§ TEXT SECTION:
□ □ □ □ □

Unicode of Death 2.0

Philippe Verdy via Unicode unicode at unicode.org
Sun Feb 18 07:05:42 CST 2018


Now what I suspect in Apple's implementation is the following:

the OpenType specification details the steps to parse strings, find
clusters boundaries, identify the various character types (joining,
associativity, decomposable characters...)

At first Apple parses the clusters and marks those that may require
reordering: it can detect the possibility of existence of reph forms,
before-base consonnants, vowels with multiple components.
If this condition is true, then it goes to a "slow path" to use the complex
algorithm requiring the preparation of a glyphs buffer. Otherwise it uses a
"fast path" and can work directly at the code points level.

Here the bug is manifested by the behavior of ZWNJ + vowel, because this
code assumes it runs only in the "slow path" (where a glyphs buffer has
been prepared), but we are here in a case for the "fast path" determined
only by conditions set by the clusters parsing.

The "glyphs buffer" may also still be prepared lazily in case of
application of complex GSUB (i.e. not 1-to-1 mappings) in some of the
features (I don't think that Apple has a bug here, this still allows
switching dynamically from the "fast path" to the "slow path" on demand,
depending on features implemented in fonts.

But any operation in OpenType that requires reordering requires a glyphs
buffer. This could even apply to Latin if Microsoft really intends to
support normalization (i.e. canonical equivalences) in its own USE engine
(for now it does not) because it would also require a glyphs buffer to
allow correct reordering of glyphs (according to their properties, notably
for "beforebase", or for special placement of some diacritics such as the
cedilla that moves from "belowbase" to "abovebase" when the base is the
letter "g").

□ □ □ □ □

§ STORED DATA:
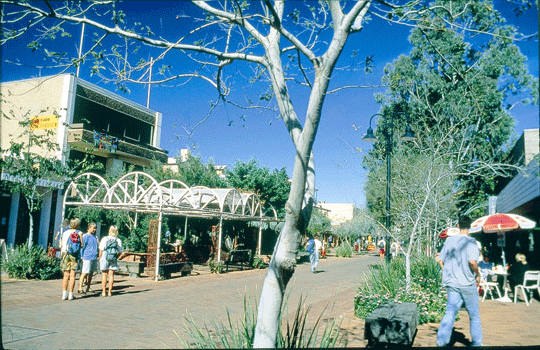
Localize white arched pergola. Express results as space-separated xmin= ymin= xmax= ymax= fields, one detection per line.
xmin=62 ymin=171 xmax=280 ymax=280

□ □ □ □ □

§ ACTIONS TO TAKE:
A – Using the Unicode of Death post, decide whether each statement agrees with it. Answer yes or no for each, and quote the deciding words from the post. (i) Apple's "fast path" can work directly at the code points level. (ii) Microsoft's USE engine currently supports normalization. (iii) The cedilla moves from "abovebase" to "belowbase" when the base is the letter "g".
B – According to the Unicode of Death post, which behavior makes the bug appear?
C – Transcribe a passage from the Unicode of Death post. Begin at the words "Here the bug" and stop after the words "the clusters parsing.".
The data has no role in this exercise.

§ LIST OF SOLUTIONS:
A –
(i) Yes: "Otherwise it uses a "fast path" and can work directly at the code points level."
(ii) No: "(for now it does not)"
(iii) No: "the cedilla that moves from "belowbase" to "abovebase" when the base is the letter "g""

B – The behavior of ZWNJ + vowel.

C –
Here the bug is manifested by the behavior of ZWNJ + vowel, because this
code assumes it runs only in the "slow path" (where a glyphs buffer has
been prepared), but we are here in a case for the "fast path" determined
only by conditions set by the clusters parsing.